■ **Text**
---------------

I had tried wines from Abbazia on several occasions in the past and had always been delighted with the high quality and the impressive varietal focus of their wines, especially with varieties such as Kerner, Sylvaner and Pinot Nero. So here was a chance to try the new releases as well as tour the facility. Actually the word facility is not an apt descriptor here, as this is an amazing location that is part winery and a bigger part, an abbey with an stunning church (one of the most beautiful I have ever visited), an amazing library that contained hand-drawn manuscripts from the resident monks of the 14th century as well as a school for middle grades. This is quite an experience and one that should be part of your required itinerary on your next visit to Alto Adige.
Detail of ceiling of the church at Abbazia di Novacella
The tasting itself, conducted by Costanza Maag, who recently joined the winery, was excellent. Every wine tasted out beautifully, especially the Müller-Thurgau, Sylvaner and Sauvignon as well as all the “Praepositus” releases (these are the selezioni of the winery; the term Praepositus means “the chosen” or “elevated” – a perfect descriptor). I have included the Praepositus Kerner and Pinot Nero in my upcoming book on Italy’s most distinctive wines; if I had room, I’d include a few more, including the Praepositus Sauvignon (wonderful aromas of yellow apples and green tea!), Sylvaner (the 2011 is outstanding) and the Gewurztraminer, with its gorgeous lychee, grapefruit and lanolin aromas. What marvelous wines and while I also love the Pinot Nero, this is a winery – as with dozens of others in the region – that shows the world how routinely great – and occasionally brilliant – the white wines of Alto Adige are, year in and year out!

---------------

■ **Task instructions**
In the Abbazia di Novacella text, what does the term "Praepositus" mean? The records aren't needed for this work.

---------------

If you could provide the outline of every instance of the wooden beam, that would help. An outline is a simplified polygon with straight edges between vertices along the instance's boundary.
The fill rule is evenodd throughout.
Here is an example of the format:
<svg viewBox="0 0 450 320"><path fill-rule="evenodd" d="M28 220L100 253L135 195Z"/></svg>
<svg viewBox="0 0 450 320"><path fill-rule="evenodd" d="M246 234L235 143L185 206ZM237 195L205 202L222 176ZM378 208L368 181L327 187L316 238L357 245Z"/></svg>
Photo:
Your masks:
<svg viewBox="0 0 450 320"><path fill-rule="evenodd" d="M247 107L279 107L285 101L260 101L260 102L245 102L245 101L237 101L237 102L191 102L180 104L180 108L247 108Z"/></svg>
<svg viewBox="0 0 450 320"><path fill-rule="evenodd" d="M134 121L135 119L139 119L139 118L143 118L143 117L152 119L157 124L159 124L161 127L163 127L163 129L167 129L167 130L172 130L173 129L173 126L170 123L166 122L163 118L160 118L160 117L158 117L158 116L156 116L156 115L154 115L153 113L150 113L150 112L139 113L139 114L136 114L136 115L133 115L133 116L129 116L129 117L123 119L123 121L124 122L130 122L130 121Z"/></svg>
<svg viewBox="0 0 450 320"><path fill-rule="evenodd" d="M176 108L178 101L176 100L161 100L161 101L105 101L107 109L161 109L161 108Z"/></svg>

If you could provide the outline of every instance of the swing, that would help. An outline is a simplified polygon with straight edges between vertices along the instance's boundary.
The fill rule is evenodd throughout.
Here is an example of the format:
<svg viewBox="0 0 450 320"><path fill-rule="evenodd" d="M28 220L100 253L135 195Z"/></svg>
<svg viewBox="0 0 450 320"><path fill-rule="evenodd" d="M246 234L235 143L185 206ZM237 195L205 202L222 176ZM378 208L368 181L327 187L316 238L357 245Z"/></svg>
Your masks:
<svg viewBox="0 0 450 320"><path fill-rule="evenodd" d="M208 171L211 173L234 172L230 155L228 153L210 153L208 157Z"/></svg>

---------------

■ **Task answer**
It means "the chosen" or "elevated."